Records for the exercise:
***

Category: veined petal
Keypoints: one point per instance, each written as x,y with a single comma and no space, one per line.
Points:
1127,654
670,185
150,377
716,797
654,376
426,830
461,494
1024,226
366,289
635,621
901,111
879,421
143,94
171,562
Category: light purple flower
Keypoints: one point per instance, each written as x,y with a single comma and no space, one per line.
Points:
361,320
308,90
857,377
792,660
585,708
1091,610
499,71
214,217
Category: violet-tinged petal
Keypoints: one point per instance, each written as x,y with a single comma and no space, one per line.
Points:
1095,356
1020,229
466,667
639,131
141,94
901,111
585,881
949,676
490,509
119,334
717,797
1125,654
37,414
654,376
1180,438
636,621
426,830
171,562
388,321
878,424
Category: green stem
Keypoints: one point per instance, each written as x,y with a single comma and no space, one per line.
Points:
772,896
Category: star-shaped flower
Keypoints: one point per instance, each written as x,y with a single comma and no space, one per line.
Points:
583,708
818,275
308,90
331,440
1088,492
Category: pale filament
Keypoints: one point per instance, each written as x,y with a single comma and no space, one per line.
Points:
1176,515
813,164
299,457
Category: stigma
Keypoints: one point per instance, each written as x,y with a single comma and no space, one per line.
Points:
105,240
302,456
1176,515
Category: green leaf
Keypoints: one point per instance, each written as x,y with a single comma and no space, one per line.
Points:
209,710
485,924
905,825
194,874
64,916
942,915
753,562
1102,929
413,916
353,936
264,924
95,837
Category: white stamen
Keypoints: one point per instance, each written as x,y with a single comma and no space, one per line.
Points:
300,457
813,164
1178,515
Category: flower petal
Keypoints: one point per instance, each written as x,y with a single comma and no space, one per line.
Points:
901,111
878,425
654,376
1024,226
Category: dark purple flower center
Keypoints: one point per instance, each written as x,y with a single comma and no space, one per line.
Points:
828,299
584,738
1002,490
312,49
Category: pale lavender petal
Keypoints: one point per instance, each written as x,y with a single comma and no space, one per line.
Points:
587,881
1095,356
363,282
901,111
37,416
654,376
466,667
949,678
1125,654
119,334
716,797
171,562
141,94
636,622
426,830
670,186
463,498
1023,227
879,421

***

To be done:
Beginning with the line that contains "Category: white stamen" and continuing through the final line of the entries above, output each line as an item in a numbered list, omitting any blank lines.

Expected output:
1. Category: white stamen
2. Keypoints: one point per instance, each written as x,y with a single comma and no space, one per line.
3. Points:
4. 300,457
5. 813,164
6. 1178,515
7. Category: flower petal
8. Keypoints: one point per instance, each written as x,y with a single comma and no space, one per line.
9. Points:
10. 901,111
11. 878,425
12. 654,376
13. 1024,226
14. Category: dark purple flower center
15. Keypoints: one point per instance, each written as x,y with a single comma and no space, one per line.
16. Points:
17. 828,299
18. 584,738
19. 1002,490
20. 312,49
21. Category: pale lavender petal
22. Keypoints: one point per instance, each written as x,y with a single comma and no space, one per line.
23. Points:
24. 587,881
25. 1095,356
26. 363,282
27. 901,111
28. 37,416
29. 654,376
30. 466,667
31. 949,678
32. 1125,654
33. 119,334
34. 716,797
35. 171,562
36. 141,94
37. 636,622
38. 426,830
39. 670,186
40. 463,498
41. 1023,227
42. 879,421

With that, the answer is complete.